> **To do**: The answer must consist solely of the lines from the one containing "Target: grey sky" to the end of the entries below, repeated exactly.

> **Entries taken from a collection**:
BEGIN

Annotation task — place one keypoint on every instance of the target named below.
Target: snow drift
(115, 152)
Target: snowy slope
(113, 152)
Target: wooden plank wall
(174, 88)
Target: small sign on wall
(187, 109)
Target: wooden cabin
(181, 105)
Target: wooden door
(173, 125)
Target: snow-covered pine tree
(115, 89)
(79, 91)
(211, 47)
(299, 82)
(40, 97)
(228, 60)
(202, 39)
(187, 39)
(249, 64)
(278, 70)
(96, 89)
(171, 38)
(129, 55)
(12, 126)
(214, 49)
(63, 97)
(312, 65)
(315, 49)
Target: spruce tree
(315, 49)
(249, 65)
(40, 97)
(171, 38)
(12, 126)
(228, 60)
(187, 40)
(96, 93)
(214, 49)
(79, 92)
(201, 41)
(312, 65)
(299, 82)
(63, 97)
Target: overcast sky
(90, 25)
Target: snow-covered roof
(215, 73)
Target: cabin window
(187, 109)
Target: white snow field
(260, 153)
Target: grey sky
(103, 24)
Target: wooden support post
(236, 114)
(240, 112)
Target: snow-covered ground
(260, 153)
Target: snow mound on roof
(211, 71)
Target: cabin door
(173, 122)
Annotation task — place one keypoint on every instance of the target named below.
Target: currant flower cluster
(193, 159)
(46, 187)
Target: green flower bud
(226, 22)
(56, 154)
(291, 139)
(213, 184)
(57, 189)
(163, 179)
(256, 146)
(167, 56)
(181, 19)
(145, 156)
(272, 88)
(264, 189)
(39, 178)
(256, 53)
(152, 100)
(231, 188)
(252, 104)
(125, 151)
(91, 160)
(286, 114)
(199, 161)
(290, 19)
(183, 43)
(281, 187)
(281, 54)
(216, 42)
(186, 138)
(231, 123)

END

> **Written response**:
Target: grey sky
(103, 24)
Target: wooden support post
(236, 114)
(240, 112)
Target: snow-covered ground
(260, 153)
Target: snow mound on roof
(211, 71)
Target: cabin door
(173, 122)
Annotation task — place one keypoint on every instance of the target named below.
Target: currant flower cluster
(193, 159)
(46, 187)
Target: green flower bud
(226, 22)
(56, 154)
(291, 139)
(213, 184)
(57, 189)
(163, 179)
(256, 146)
(167, 56)
(181, 19)
(145, 156)
(272, 88)
(264, 189)
(39, 178)
(256, 53)
(152, 100)
(231, 188)
(252, 104)
(125, 151)
(91, 160)
(286, 114)
(199, 161)
(290, 19)
(183, 43)
(281, 187)
(281, 54)
(216, 42)
(186, 138)
(231, 123)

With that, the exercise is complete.